## What this task involves
Print the data below verbatim, reproducing every line except the picture, which you should omit.
## begin
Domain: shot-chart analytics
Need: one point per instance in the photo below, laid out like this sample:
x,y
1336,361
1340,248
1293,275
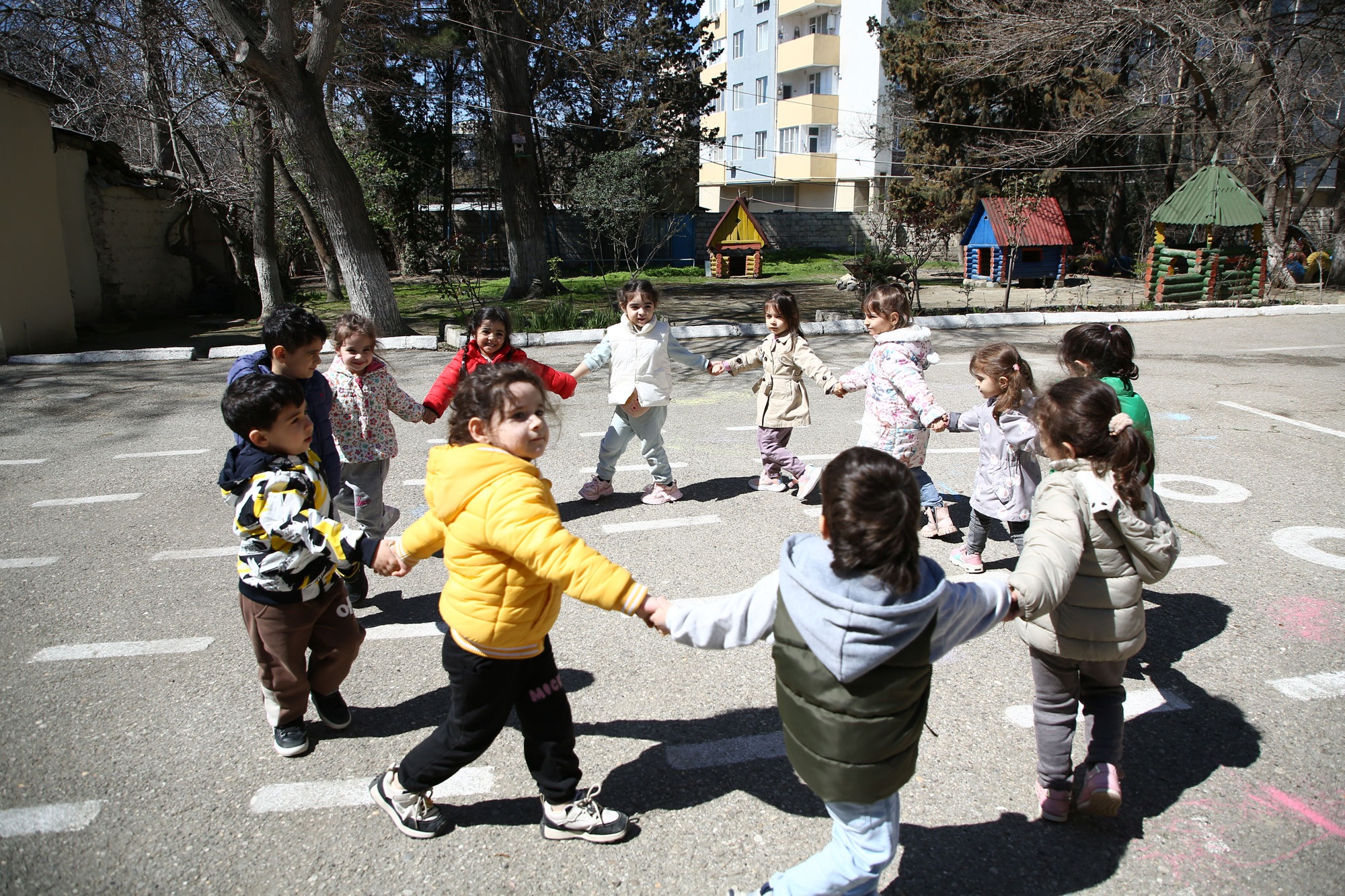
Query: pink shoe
## end
## Task answer
Domain: shot-chart analytics
Need: one point per instance in the photo below, laid out like this sample:
x,y
1336,361
1340,248
1293,275
Query: pink shoe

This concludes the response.